● **REQUIRED TASKS**:
1. In the court opinion, rewrite the part from "Thereafter, the defendant" to "is now made.", changing "motion" to "application".
2. List every Penal Law provision cited in the court opinion, including its subdivision.

● **SELECTED PASSAGE**:
-------------------------
OPINION OF THE COURT
Richard Lee Price, J.Under indictment number 2667-01 the defendant is charged with one count each of murder in the second degree, Penal Law § 125.25 (1); manslaughter in the first degree, Penal Law § 125.20 (1); criminal possession of a weapon in the second *412degree, Penal Law § 265.03 (2); and criminal possession of a weapon in the third degree, Penal Law § 265.02 (4).1 Under indictment number 5493-01, the defendant is charged with one count of murder in the second degree, Penal Law § 125.25 (2) (depraved indifference). On March 11, 2002 in open court, the People moved to consolidate the two indictments and the motion was granted without opposition.
Thereafter, the defendant moved for reinspection of the grand jury minutes on the ground that the presenting A.D.A.S may not have given instructions to the two grand jury panels on the defense of justification, citing People v Valles (62 NY2d 36 [1984] [grand jury must be instructed on any exculpatory defense]). The A.D.A. now handling the case secured the minutes, reread them, and thereafter assured the court that the charge had, indeed, been given to both grand juries. Defense counsel argued that, nevertheless, the presenting A.D.A.s’ respective instructions may not have been sufficient to inform the jury of how to properly apply the defense. (See People v Goetz, 68 NY2d 96 [1986].) The motion to inspect was granted and the matter adjourned for that purpose. Upon inspection, the following determination is now made.
-------------------------
● **EXTRACTED RECORDS**:
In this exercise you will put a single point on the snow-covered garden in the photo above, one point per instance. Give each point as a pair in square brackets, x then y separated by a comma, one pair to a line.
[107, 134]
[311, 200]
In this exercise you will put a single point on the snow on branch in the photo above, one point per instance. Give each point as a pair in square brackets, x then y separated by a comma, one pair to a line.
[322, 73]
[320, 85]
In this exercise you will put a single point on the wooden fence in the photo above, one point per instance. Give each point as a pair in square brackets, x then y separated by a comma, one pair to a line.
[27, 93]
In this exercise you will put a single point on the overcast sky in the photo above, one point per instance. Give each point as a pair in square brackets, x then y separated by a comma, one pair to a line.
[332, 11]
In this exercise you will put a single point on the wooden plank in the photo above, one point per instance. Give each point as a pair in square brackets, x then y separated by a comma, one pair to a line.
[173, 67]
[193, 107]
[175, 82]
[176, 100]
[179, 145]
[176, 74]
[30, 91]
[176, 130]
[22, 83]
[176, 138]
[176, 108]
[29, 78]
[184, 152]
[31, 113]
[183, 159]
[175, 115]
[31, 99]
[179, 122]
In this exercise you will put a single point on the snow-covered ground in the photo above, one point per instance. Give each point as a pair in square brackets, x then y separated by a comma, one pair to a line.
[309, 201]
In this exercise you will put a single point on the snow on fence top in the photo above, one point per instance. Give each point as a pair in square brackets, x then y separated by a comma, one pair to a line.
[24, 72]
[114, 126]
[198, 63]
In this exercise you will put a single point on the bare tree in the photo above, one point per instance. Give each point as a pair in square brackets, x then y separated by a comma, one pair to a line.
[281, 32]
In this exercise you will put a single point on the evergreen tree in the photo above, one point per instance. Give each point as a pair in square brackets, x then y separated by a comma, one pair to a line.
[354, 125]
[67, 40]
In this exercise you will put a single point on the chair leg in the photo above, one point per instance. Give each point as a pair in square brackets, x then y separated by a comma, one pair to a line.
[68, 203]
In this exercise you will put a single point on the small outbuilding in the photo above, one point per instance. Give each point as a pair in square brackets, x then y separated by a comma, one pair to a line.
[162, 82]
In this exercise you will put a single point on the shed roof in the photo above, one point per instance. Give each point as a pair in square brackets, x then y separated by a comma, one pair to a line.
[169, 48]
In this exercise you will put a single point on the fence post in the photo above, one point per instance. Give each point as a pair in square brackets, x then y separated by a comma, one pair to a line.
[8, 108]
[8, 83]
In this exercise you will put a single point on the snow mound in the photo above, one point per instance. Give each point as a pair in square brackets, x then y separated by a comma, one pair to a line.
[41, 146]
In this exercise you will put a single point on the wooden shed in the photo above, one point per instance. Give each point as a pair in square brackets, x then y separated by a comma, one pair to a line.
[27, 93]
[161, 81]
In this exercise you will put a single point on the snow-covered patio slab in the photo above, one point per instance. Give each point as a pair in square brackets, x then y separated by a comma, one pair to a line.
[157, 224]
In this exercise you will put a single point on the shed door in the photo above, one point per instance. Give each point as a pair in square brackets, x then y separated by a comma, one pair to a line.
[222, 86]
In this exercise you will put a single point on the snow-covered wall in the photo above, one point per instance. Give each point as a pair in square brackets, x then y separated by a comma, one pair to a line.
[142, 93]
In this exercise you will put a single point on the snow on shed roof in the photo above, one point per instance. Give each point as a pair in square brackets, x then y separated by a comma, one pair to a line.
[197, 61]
-------------------------
● **RESPONSES TO THE TASKS**:
1.
Thereafter, the defendant moved for reinspection of the grand jury minutes on the ground that the presenting A.D.A.S may not have given instructions to the two grand jury panels on the defense of justification, citing People v Valles (62 NY2d 36 [1984] [grand jury must be instructed on any exculpatory defense]). The A.D.A. now handling the case secured the minutes, reread them, and thereafter assured the court that the charge had, indeed, been given to both grand juries. Defense counsel argued that, nevertheless, the presenting A.D.A.s’ respective instructions may not have been sufficient to inform the jury of how to properly apply the defense. (See People v Goetz, 68 NY2d 96 [1986].) The application to inspect was granted and the matter adjourned for that purpose. Upon inspection, the following determination is now made.

2.
- Penal Law § 125.25 (1)
- Penal Law § 125.20 (1)
- Penal Law § 265.03 (2)
- Penal Law § 265.02 (4)
- Penal Law § 125.25 (2)